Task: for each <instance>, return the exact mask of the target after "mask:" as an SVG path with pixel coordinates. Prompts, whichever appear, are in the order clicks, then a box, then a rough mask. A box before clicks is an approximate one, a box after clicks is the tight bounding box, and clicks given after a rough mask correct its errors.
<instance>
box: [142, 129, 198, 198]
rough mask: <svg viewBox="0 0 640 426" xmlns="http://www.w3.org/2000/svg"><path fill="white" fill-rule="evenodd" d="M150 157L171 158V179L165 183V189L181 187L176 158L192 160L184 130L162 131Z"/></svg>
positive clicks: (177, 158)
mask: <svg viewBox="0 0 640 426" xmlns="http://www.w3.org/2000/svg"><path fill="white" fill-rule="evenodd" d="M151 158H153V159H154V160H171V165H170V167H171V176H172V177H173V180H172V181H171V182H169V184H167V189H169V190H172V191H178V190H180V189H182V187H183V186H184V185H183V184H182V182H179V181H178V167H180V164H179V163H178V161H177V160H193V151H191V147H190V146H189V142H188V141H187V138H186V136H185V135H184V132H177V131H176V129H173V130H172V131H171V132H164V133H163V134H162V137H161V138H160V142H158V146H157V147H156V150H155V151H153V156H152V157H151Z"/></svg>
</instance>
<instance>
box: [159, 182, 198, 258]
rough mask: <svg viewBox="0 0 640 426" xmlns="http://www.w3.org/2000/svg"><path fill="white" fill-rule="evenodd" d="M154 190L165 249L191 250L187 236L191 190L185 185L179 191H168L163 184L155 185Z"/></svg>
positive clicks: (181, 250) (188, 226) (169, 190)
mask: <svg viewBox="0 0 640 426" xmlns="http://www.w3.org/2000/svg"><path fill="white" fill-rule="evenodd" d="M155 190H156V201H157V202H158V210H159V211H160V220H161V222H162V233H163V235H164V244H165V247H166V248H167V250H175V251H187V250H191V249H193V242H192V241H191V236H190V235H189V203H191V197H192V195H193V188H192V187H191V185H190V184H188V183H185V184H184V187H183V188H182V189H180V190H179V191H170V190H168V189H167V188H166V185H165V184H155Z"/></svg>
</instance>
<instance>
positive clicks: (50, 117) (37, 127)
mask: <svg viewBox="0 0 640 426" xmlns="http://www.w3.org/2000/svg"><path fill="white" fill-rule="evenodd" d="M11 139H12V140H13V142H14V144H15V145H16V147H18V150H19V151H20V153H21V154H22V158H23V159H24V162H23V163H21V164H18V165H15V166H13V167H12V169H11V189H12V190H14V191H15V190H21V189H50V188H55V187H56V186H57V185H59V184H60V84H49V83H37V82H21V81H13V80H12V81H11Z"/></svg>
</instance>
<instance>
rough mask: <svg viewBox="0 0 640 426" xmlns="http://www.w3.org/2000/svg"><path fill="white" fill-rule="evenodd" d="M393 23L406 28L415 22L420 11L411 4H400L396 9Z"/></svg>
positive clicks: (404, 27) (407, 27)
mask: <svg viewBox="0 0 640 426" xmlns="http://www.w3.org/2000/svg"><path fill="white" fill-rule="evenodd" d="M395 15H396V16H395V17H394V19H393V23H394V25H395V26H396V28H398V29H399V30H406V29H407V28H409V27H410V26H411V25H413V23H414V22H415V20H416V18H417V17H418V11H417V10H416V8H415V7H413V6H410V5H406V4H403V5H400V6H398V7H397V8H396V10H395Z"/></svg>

▸ **Task item**
The whole listing above must be copied exactly.

▸ **Finished task**
Task: for each <instance>, return the exact mask of the target after "mask:" as an SVG path with pixel coordinates. Prompts, whichever appear, are in the order clicks, then a box, then a rough mask. A box before clicks is an approximate one, a box after clicks is the tight bounding box, and clicks given after a rough mask correct its errors.
<instance>
box: [142, 129, 198, 198]
rough mask: <svg viewBox="0 0 640 426" xmlns="http://www.w3.org/2000/svg"><path fill="white" fill-rule="evenodd" d="M150 157L171 158V179L165 183V189L181 187L176 158L192 160L184 130L162 131Z"/></svg>
positive clicks: (177, 158)
mask: <svg viewBox="0 0 640 426" xmlns="http://www.w3.org/2000/svg"><path fill="white" fill-rule="evenodd" d="M151 158H153V159H154V160H171V165H170V167H171V176H172V177H173V180H172V181H171V182H169V184H167V189H169V190H172V191H178V190H180V189H182V187H183V186H184V185H183V184H182V182H179V181H178V167H180V164H179V163H178V161H177V160H193V151H191V147H190V146H189V142H188V141H187V138H186V136H185V135H184V132H177V131H176V129H173V130H172V131H171V132H164V133H163V134H162V137H161V138H160V142H158V146H157V147H156V150H155V151H153V156H152V157H151Z"/></svg>
</instance>
<instance>
box: [159, 182, 198, 258]
rough mask: <svg viewBox="0 0 640 426" xmlns="http://www.w3.org/2000/svg"><path fill="white" fill-rule="evenodd" d="M154 190L165 249L191 250L187 236L191 190L185 185L179 191H168L163 184L155 185Z"/></svg>
positive clicks: (181, 250) (188, 226) (169, 190)
mask: <svg viewBox="0 0 640 426" xmlns="http://www.w3.org/2000/svg"><path fill="white" fill-rule="evenodd" d="M155 190H156V201H157V202H158V210H159V211H160V220H161V222H162V233H163V235H164V244H165V247H166V248H167V250H175V251H187V250H191V249H193V242H192V241H191V236H190V235H189V203H191V197H192V195H193V188H192V187H191V185H190V184H188V183H185V184H184V187H183V188H182V189H180V190H179V191H170V190H168V189H167V188H166V185H165V184H155Z"/></svg>
</instance>
<instance>
positive clicks: (50, 117) (37, 127)
mask: <svg viewBox="0 0 640 426" xmlns="http://www.w3.org/2000/svg"><path fill="white" fill-rule="evenodd" d="M11 139H12V140H13V142H14V144H15V145H16V147H18V150H19V151H20V153H21V154H22V158H23V159H24V162H23V163H21V164H18V165H15V166H13V167H12V169H11V189H12V190H14V191H15V190H21V189H50V188H55V187H56V186H57V185H59V184H60V84H49V83H37V82H21V81H13V80H12V81H11Z"/></svg>
</instance>
<instance>
rough mask: <svg viewBox="0 0 640 426" xmlns="http://www.w3.org/2000/svg"><path fill="white" fill-rule="evenodd" d="M393 23L406 28L415 22L420 11L411 4H400L396 9Z"/></svg>
positive clicks: (404, 27) (407, 27)
mask: <svg viewBox="0 0 640 426" xmlns="http://www.w3.org/2000/svg"><path fill="white" fill-rule="evenodd" d="M395 15H396V16H395V17H394V19H393V23H394V25H395V26H396V28H398V29H399V30H406V29H407V28H409V27H410V26H411V25H413V23H414V22H415V20H416V18H417V17H418V11H417V10H416V8H415V7H413V6H410V5H406V4H403V5H400V6H398V7H397V8H396V10H395Z"/></svg>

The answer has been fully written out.